A simple URL shortening system.
To make URLs as short as possible, several methods are used:
-
Using an auto-increment sequence
This approach uses base 62 (0-9, a-z, A-Z), which gives 62^7 = 352,161,460,620,862 possible combinations, making 7 characters sufficient. The algorithm generates an auto-increment sequence, converts it to base 62, and maps it to a string. In a distributed system, different machines can generate sequences that don’t overlap (e.g., one machine generates odd numbers, and the other generates even numbers), as strict sequential order is unnecessary. -
Hashing
The long URL is hashed with MD5 to create a 32-character signature string, which is divided into four segments, each containing 8 characters. Each segment is processed by taking 8 characters, treating it as a hexadecimal string, and performing a bitwise AND operation with 0x3fffffff (30 bits). The resulting 30 bits are divided into 6 segments, with each 5-bit number used as an index to a character in the alphabet, resulting in a 6-character string. The MD5 string can generate four such 6-character strings, and any of them can be used as the short URL. The advantage of this method is the randomness and fixed length of the output string, though there is a very small possibility of hash collisions.
The advantage of one-to-one mapping is that the same URL will always generate the same short URL. The downside is that it requires an additional mapping, which can be space-inefficient. If one-to-one mapping is necessary, you could cache frequently used long URLs and use LRU (Least Recently Used) for eviction. One-to-many mapping is simpler and more convenient.
Returning a 301 (permanent redirect) is more appropriate for this use case, but returning a 302 (temporary redirect) has the added benefit of allowing you to track and analyze click rates and IP addresses.
A simple rate-limiting mechanism is implemented using Google’s Guava library's RateLimiter
and Spring AOP.

**Instructions to follow**
Could you print the URL shortening text word for word, starting at "Returning a 301" and ending at "and IP addresses."? The lines that come next are unrelated to the URL shortening text.

**Dataset content**
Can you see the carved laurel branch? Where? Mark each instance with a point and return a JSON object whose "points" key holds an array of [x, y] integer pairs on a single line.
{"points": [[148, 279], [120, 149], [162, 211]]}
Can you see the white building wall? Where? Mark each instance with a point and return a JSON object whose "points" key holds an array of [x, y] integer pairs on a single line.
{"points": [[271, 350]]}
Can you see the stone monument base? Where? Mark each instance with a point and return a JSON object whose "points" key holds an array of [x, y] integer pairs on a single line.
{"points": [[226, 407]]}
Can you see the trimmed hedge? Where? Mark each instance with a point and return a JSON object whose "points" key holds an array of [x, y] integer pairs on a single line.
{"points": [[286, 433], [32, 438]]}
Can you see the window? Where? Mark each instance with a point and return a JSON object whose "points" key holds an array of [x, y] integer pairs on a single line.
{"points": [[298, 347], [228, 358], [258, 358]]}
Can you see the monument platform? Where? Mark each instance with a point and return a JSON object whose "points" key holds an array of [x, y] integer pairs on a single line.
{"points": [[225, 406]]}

**Exercise answer**
Returning a 301 (permanent redirect) is more appropriate for this use case, but returning a 302 (temporary redirect) has the added benefit of allowing you to track and analyze click rates and IP addresses.